• WORK REQUEST
From the records, pick out and copy each line containing "pixels".

(Segmentation mask data)
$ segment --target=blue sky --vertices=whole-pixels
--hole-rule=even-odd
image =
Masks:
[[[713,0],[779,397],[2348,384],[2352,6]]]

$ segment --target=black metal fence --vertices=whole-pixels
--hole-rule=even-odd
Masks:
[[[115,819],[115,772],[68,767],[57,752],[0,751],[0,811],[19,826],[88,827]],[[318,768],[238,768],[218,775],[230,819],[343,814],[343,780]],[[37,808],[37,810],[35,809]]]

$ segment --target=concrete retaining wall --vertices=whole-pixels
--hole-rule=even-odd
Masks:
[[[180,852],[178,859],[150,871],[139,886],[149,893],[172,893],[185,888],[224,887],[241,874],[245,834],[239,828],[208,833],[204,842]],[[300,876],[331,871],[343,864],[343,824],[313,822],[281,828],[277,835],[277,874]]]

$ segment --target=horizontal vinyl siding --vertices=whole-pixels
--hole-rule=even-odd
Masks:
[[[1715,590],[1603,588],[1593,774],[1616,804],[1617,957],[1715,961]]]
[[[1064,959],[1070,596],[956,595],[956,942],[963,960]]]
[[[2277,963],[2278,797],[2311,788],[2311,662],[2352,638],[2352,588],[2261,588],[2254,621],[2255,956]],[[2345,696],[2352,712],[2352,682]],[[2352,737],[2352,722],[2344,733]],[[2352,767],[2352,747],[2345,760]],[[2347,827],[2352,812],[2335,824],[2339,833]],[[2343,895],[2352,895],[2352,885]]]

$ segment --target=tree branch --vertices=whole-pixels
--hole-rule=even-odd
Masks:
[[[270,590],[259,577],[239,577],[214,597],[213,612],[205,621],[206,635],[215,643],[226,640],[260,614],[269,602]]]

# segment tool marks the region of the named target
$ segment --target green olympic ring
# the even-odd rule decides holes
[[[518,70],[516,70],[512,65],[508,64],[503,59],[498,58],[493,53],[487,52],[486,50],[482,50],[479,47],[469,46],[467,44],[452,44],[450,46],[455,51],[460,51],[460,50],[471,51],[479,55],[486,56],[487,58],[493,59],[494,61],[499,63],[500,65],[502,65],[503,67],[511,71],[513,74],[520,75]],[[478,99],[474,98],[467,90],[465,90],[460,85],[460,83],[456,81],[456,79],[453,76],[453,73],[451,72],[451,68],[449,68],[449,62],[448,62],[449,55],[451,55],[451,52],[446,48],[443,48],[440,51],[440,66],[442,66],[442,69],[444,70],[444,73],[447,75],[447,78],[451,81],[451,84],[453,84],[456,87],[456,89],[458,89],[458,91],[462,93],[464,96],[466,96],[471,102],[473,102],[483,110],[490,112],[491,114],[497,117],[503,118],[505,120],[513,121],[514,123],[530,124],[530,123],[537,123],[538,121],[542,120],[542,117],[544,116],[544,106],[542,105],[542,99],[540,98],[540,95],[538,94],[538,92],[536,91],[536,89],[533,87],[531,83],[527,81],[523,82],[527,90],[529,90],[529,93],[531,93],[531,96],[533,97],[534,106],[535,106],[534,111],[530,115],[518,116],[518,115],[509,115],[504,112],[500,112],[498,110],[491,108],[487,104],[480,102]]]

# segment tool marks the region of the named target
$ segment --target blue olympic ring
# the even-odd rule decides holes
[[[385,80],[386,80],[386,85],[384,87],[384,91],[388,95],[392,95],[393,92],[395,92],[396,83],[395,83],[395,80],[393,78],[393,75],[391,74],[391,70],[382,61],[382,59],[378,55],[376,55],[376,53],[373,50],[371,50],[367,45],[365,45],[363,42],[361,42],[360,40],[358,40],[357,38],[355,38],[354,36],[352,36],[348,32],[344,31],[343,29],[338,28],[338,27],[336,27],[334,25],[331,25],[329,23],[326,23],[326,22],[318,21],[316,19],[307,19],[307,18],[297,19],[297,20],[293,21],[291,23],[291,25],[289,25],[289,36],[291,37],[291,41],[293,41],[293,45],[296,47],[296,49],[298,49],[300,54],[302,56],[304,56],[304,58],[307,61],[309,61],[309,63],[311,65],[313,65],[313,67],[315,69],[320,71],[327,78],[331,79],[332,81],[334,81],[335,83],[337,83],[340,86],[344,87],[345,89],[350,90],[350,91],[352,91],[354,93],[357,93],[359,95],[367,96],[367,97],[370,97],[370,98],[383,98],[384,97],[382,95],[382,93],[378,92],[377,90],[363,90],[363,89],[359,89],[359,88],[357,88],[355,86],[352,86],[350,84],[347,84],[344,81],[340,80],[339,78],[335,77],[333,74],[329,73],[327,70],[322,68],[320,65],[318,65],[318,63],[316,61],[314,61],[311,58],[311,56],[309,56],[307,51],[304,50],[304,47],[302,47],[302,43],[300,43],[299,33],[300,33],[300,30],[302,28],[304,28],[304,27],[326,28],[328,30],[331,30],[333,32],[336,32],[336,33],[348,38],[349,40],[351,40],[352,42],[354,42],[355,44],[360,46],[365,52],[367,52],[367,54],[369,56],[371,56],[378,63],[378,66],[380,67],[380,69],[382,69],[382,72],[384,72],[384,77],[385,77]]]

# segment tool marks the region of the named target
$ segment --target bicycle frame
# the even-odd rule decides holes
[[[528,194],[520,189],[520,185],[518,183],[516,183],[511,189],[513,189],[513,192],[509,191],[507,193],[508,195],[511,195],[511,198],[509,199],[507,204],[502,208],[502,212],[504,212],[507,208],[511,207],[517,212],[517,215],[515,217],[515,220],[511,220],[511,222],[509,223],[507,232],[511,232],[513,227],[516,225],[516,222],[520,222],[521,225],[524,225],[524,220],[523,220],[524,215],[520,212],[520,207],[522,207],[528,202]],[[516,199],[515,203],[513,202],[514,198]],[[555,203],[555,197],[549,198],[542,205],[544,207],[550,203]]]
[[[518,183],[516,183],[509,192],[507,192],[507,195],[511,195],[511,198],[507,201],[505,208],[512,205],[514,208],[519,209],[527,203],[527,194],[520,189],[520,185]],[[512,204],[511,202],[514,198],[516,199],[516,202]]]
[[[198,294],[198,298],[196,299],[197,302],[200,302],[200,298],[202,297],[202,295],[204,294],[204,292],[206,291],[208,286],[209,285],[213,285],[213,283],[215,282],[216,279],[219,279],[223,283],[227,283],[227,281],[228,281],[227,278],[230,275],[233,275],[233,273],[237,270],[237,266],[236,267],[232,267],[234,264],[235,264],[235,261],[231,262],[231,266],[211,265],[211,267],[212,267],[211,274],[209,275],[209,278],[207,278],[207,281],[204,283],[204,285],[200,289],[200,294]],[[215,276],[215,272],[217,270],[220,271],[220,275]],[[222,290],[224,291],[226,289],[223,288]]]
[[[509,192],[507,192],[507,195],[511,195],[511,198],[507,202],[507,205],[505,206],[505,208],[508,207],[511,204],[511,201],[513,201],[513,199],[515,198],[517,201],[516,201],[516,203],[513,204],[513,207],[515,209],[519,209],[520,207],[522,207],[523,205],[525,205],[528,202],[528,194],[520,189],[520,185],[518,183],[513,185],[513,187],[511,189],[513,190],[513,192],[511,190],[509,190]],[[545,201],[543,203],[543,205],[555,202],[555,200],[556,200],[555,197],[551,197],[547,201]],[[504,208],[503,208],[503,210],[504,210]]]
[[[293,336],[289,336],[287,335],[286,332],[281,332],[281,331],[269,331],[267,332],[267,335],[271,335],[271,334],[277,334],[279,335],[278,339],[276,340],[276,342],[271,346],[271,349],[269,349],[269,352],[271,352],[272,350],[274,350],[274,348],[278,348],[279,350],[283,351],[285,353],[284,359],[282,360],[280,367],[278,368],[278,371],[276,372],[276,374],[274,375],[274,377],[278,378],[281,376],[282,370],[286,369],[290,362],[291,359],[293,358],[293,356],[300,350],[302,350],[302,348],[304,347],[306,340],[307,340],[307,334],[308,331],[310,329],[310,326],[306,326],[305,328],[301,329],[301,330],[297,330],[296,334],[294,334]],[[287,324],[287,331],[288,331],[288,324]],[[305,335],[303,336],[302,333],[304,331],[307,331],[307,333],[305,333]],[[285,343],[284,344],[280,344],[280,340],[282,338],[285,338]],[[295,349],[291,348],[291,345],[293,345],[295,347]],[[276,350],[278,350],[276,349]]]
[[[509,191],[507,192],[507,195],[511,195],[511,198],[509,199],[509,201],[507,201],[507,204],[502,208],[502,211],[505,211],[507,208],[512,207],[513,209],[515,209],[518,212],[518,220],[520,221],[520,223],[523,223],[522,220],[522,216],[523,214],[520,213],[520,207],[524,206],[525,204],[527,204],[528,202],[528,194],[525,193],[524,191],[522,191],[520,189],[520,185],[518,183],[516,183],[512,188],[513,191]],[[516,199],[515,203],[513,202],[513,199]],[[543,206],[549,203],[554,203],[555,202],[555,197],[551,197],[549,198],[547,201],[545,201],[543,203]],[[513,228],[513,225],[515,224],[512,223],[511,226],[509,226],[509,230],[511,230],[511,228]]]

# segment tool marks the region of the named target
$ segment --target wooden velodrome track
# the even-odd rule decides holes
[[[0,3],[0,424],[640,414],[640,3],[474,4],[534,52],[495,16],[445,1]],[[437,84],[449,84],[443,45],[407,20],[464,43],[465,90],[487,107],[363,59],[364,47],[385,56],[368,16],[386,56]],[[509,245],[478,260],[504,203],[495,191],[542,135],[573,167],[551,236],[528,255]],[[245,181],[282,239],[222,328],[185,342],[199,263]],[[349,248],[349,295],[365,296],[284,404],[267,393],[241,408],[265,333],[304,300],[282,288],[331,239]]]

• EXERCISE OUTPUT
$ segment --target=blue sky --vertices=whole-pixels
$ segment --target=black metal fence --vertices=whole-pixels
$ segment --target=concrete retaining wall --vertices=whole-pixels
$ segment --target=horizontal vinyl siding --vertices=whole-pixels
$ segment --target=tree branch --vertices=whole-pixels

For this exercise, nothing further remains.